▸ Set exercise
From the text on IIS memory recycling below, reproduce word for word the passage starting at "Even when a" and ending at "issue can start.".

▸ Selected extract
Customers frequently ask questions regarding the recycling options for Application Pools in IIS.
Several of those options are self explanatory, whereas others need a bit of analysis.
I’m going to focus on the Memory Recycling options, which allow IIS to monitor worker processes and recycle them based on configured memory limits.
Recycling application pools is not necessarily a sign of problems in the application being served. Memory fragmentation and other natural degradation cannot be avoided and recycling ensures that the applications are periodically cleaned up for enhanced resilience and performance.
However, recycling can also be a way to work around issues that cannot be easily tackled. For instance, consider the scenario in which an application uses a third party component, which has a memory leak. In this case, the solution is to obtain a new version of the component with the problem resolved. If this is not an option, and the component can run for a long period of time without compromising the stability of the server, then memory based recycling can be a mitigating solution for the memory leak.
Even when a solution to a problem is identified, but might take time to implement, memory-based recycling can provide a temporary workaround, until a permanent solution is in place.
As mentioned before, memory fragmentation is another problem that can affect the stability of an application, causing out-of-memory errors when there seems to be enough memory to satisfy the allocation requests.
In any case, setting memory limits on application pools can be an effective way to contain any unforeseen situation in which an application that “behaves well” goes haywire. The advantage of setting memory limits on well behaved applications is that in the unlike case something goes wrong, there is a trace left in the event viewer, providing a first place where research of the issue can start.

▸ Given information
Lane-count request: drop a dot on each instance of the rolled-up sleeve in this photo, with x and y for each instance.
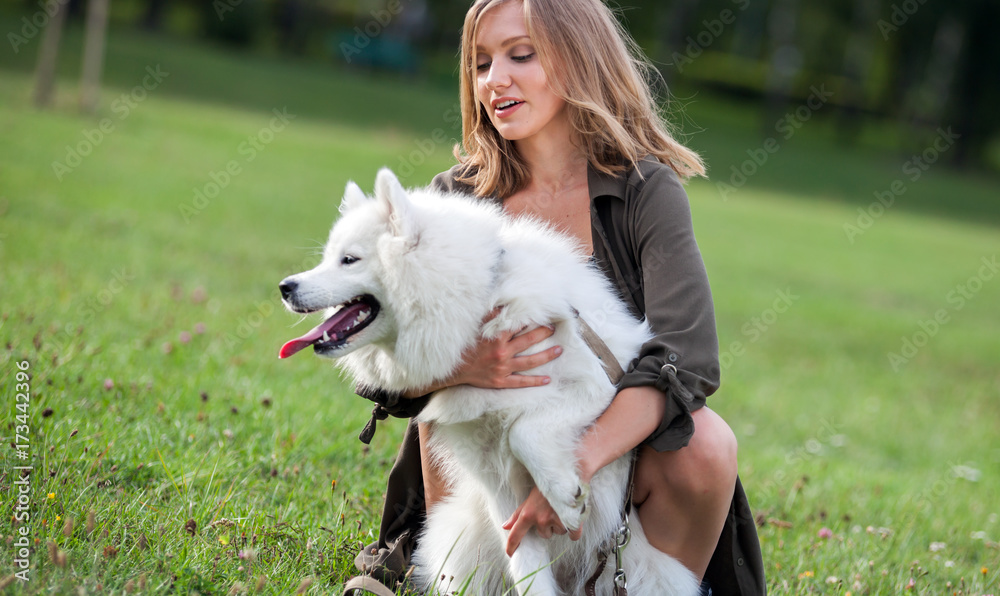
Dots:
(682, 359)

▸ Finished answer
Even when a solution to a problem is identified, but might take time to implement, memory-based recycling can provide a temporary workaround, until a permanent solution is in place.
As mentioned before, memory fragmentation is another problem that can affect the stability of an application, causing out-of-memory errors when there seems to be enough memory to satisfy the allocation requests.
In any case, setting memory limits on application pools can be an effective way to contain any unforeseen situation in which an application that “behaves well” goes haywire. The advantage of setting memory limits on well behaved applications is that in the unlike case something goes wrong, there is a trace left in the event viewer, providing a first place where research of the issue can start.